> [What you have to do] Display each line of the listing that contains the string "white". Matching is case-sensitive.
......
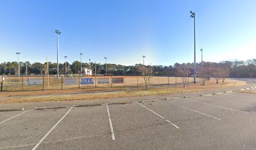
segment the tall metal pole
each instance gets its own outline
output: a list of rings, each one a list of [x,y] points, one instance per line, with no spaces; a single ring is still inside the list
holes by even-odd
[[[95,76],[96,76],[96,74],[97,74],[97,72],[96,72],[96,61],[94,61],[94,63],[95,63]]]
[[[67,76],[67,57],[68,56],[64,56],[65,58],[65,72],[66,74],[66,76]]]
[[[58,36],[61,33],[59,30],[55,30],[56,34],[57,34],[57,79],[60,74],[59,68],[58,68]]]
[[[194,83],[196,83],[196,13],[193,12],[192,11],[190,11],[191,17],[194,18]]]
[[[26,62],[26,76],[28,76],[28,64]]]
[[[82,75],[82,55],[83,53],[80,53],[80,75]]]
[[[16,54],[18,54],[18,76],[20,76],[21,74],[20,74],[20,72],[19,72],[20,71],[19,71],[19,54],[21,54],[21,52],[17,52]],[[11,74],[11,73],[10,73],[10,74]]]
[[[203,75],[203,49],[200,49],[201,51],[201,76]]]
[[[107,75],[107,58],[105,57],[105,66],[106,66],[106,75]]]
[[[90,62],[90,68],[89,68],[89,69],[90,70],[90,59],[89,59],[89,62]]]
[[[144,65],[144,58],[146,58],[145,55],[142,55],[143,58],[143,76],[145,75],[145,65]]]

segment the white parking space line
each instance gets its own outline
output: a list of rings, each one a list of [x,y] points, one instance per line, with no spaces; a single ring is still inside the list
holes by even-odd
[[[111,135],[112,137],[112,139],[115,139],[115,134],[114,134],[114,129],[113,129],[113,126],[112,124],[112,121],[111,121],[111,118],[110,118],[110,114],[109,113],[109,106],[107,104],[107,115],[109,116],[109,125],[110,126],[110,130],[111,130]]]
[[[153,112],[154,114],[157,115],[158,116],[159,116],[160,118],[161,118],[162,119],[164,119],[165,121],[166,121],[167,122],[168,122],[169,123],[171,124],[173,126],[174,126],[176,128],[179,129],[179,127],[178,127],[176,125],[175,125],[174,124],[171,122],[171,121],[166,120],[164,117],[162,117],[161,115],[158,114],[157,113],[156,113],[156,112],[151,110],[150,109],[146,108],[146,106],[144,106],[144,105],[136,102],[137,103],[138,103],[139,104],[140,104],[141,106],[144,107],[144,108],[147,109],[147,110],[151,111],[152,112]]]
[[[233,109],[232,109],[232,108],[228,108],[222,107],[222,106],[218,106],[218,105],[211,104],[209,104],[209,103],[207,103],[207,102],[199,102],[199,101],[194,101],[194,100],[191,100],[191,99],[186,99],[186,100],[188,100],[188,101],[190,101],[196,102],[201,103],[201,104],[208,104],[208,105],[213,106],[215,106],[215,107],[216,107],[216,108],[223,108],[223,109],[228,109],[228,110],[233,111],[237,111],[237,112],[242,112],[242,113],[248,114],[248,112],[245,112],[245,111],[238,111],[238,110]]]
[[[24,111],[24,112],[21,112],[21,113],[19,113],[19,114],[17,114],[17,115],[16,115],[16,116],[12,117],[12,118],[9,118],[9,119],[7,119],[6,120],[4,120],[4,121],[1,122],[0,122],[0,124],[2,124],[2,123],[3,123],[3,122],[6,122],[6,121],[8,121],[8,120],[10,120],[10,119],[13,119],[13,118],[16,118],[16,117],[17,117],[17,116],[19,116],[19,115],[23,114],[23,113],[25,113],[25,112],[27,112],[27,111],[31,111],[31,109],[26,110],[26,111]]]
[[[38,142],[38,143],[32,149],[32,150],[36,149],[38,146],[43,141],[43,140],[51,132],[51,131],[55,128],[55,127],[61,121],[62,119],[64,119],[64,118],[68,114],[68,112],[72,109],[72,108],[74,107],[75,105],[73,105],[67,112],[65,114],[65,115],[54,125],[53,128],[45,134],[44,137]]]
[[[171,102],[171,103],[173,104],[174,104],[174,105],[176,105],[176,106],[179,106],[179,107],[181,107],[181,108],[184,108],[184,109],[188,109],[188,110],[189,110],[189,111],[194,111],[194,112],[198,112],[198,113],[200,113],[200,114],[204,114],[204,115],[205,115],[205,116],[208,116],[208,117],[214,118],[214,119],[217,119],[217,120],[220,120],[220,118],[215,118],[215,117],[211,116],[210,116],[210,115],[208,115],[208,114],[203,113],[203,112],[200,112],[200,111],[196,111],[196,110],[193,110],[193,109],[190,109],[190,108],[184,107],[184,106],[180,106],[180,105],[176,104],[175,104],[175,103],[174,103],[174,102]]]

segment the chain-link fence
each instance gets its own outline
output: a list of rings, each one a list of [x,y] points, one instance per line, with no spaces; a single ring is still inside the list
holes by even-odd
[[[0,76],[1,91],[82,89],[145,86],[143,76]],[[193,82],[192,78],[186,82]],[[151,85],[183,83],[182,77],[152,76]]]

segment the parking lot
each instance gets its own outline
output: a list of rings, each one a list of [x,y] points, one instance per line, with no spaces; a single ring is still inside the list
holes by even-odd
[[[254,149],[256,94],[0,112],[0,149]]]

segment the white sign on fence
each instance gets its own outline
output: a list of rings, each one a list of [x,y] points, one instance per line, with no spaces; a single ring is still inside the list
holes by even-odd
[[[64,84],[65,85],[77,84],[77,79],[75,78],[65,78]]]
[[[109,84],[109,78],[99,78],[98,84]]]
[[[93,78],[82,78],[80,84],[93,84]]]
[[[31,85],[42,85],[43,79],[26,79],[25,84],[27,86]]]

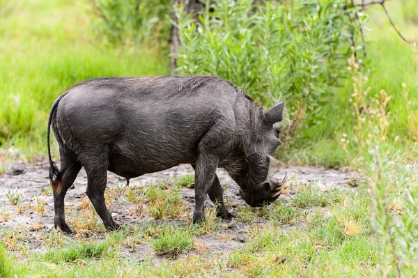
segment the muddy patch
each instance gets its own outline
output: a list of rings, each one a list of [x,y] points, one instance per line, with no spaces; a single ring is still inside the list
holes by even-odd
[[[47,162],[29,164],[18,162],[9,164],[5,173],[0,177],[0,230],[15,231],[16,236],[20,236],[24,241],[26,251],[29,252],[45,252],[45,242],[49,240],[51,235],[57,233],[54,229],[54,202],[49,185],[48,171]],[[318,190],[323,191],[330,189],[355,190],[359,180],[357,173],[341,169],[290,167],[282,169],[277,175],[283,176],[285,171],[288,173],[288,188],[279,197],[285,203],[292,199],[297,185],[309,183]],[[132,179],[130,187],[146,188],[161,186],[162,184],[169,187],[176,178],[191,174],[194,174],[192,167],[182,164]],[[222,169],[218,169],[217,175],[226,189],[225,197],[229,209],[233,215],[236,216],[238,210],[247,206],[239,196],[239,187]],[[85,193],[87,177],[84,170],[79,173],[74,185],[74,188],[70,189],[65,196],[65,216],[70,226],[72,222],[84,221],[86,213],[94,214],[91,205],[88,207],[87,203],[88,201]],[[125,179],[109,173],[107,187],[110,192],[108,192],[108,198],[111,199],[110,210],[118,223],[125,226],[134,226],[144,223],[160,222],[148,213],[146,199],[140,201],[140,205],[138,205],[137,202],[126,198],[127,187],[125,187]],[[182,188],[180,194],[185,208],[182,215],[173,218],[164,217],[162,222],[180,225],[189,222],[194,203],[194,190]],[[14,199],[19,199],[16,205],[12,204]],[[213,208],[213,204],[208,199],[206,208]],[[254,219],[250,224],[235,217],[229,222],[222,222],[221,231],[196,236],[194,247],[180,256],[199,252],[201,250],[222,252],[240,248],[246,242],[247,231],[251,229],[251,225],[263,224],[265,221],[260,217]],[[94,224],[96,230],[92,231],[86,229],[83,231],[82,236],[93,241],[102,239],[106,233],[101,221],[98,219]],[[153,248],[143,240],[122,246],[121,251],[123,256],[132,257],[138,261],[145,258],[152,258],[153,261],[156,261],[165,258],[164,256],[156,255]]]

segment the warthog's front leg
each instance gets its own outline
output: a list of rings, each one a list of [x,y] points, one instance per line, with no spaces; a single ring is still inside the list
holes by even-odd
......
> [Reply to the exercise]
segment the white parking space line
segment the white sign on fence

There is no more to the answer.